--- WORK ORDER ---
From the first line to the last, retype the data below exactly.

--- DATASET RECORDS ---
▬▬▬▬▬▬▬▬▬▬

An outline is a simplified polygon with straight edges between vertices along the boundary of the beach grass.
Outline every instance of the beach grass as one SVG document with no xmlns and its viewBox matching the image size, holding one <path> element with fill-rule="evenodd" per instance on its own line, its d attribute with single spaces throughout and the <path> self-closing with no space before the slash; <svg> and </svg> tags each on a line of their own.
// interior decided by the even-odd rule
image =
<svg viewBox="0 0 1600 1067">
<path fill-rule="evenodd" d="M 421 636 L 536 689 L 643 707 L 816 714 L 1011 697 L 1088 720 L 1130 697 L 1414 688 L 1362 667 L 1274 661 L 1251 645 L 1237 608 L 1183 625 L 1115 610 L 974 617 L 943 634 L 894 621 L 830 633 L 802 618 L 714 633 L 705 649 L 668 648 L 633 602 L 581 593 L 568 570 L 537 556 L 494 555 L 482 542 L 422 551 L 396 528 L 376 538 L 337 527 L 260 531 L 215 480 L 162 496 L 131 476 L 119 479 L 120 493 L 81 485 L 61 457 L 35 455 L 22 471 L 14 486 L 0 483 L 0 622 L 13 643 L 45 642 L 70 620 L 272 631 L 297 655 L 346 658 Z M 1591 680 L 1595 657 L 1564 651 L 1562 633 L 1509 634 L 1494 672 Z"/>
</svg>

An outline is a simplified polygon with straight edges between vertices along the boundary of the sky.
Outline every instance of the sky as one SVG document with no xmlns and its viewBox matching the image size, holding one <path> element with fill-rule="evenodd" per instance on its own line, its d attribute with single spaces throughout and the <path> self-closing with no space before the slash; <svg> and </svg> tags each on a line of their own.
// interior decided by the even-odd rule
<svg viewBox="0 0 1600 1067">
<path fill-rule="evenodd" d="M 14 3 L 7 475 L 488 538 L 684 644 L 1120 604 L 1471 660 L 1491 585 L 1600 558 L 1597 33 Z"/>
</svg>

▬▬▬▬▬▬▬▬▬▬

--- WRITTEN SOLUTION ---
An outline is a simplified polygon with straight edges between vertices along the boundary of the beach grass.
Outline every instance of the beach grass as one SVG document with no xmlns and its viewBox matching the image size, holding one <path> element with fill-rule="evenodd" per instance on its own line, its d attribute with single spaces throughout and the <path> self-closing with no space before the slash; <svg> and </svg> tags each on a line of their own.
// interior decided by the even-odd rule
image =
<svg viewBox="0 0 1600 1067">
<path fill-rule="evenodd" d="M 421 636 L 536 689 L 643 707 L 816 714 L 1011 697 L 1088 720 L 1130 697 L 1414 688 L 1362 667 L 1274 661 L 1251 645 L 1237 608 L 1183 625 L 1115 610 L 974 617 L 943 634 L 894 621 L 830 633 L 802 618 L 714 633 L 705 649 L 668 648 L 633 602 L 581 593 L 568 570 L 537 556 L 494 555 L 482 542 L 422 551 L 396 528 L 376 538 L 337 527 L 260 531 L 215 480 L 162 496 L 131 476 L 119 479 L 120 493 L 81 485 L 61 457 L 35 455 L 22 471 L 14 486 L 0 483 L 0 622 L 13 643 L 45 642 L 70 620 L 272 631 L 297 655 L 346 658 Z M 1591 680 L 1595 657 L 1564 651 L 1562 633 L 1509 634 L 1494 672 Z"/>
</svg>

An outline is a simplified polygon with straight edges between vertices along the boundary of the sky.
Outline every instance of the sky as one SVG document with no xmlns and its viewBox matching the image size, holding one <path> element with fill-rule="evenodd" per instance on its own line, its d attribute with single spaces throughout and the <path> self-closing with no space before the slash; <svg> and </svg> tags each on a line of their own.
// interior decided by the even-odd rule
<svg viewBox="0 0 1600 1067">
<path fill-rule="evenodd" d="M 14 3 L 7 475 L 488 538 L 684 644 L 1120 604 L 1471 660 L 1491 585 L 1600 558 L 1597 33 Z"/>
</svg>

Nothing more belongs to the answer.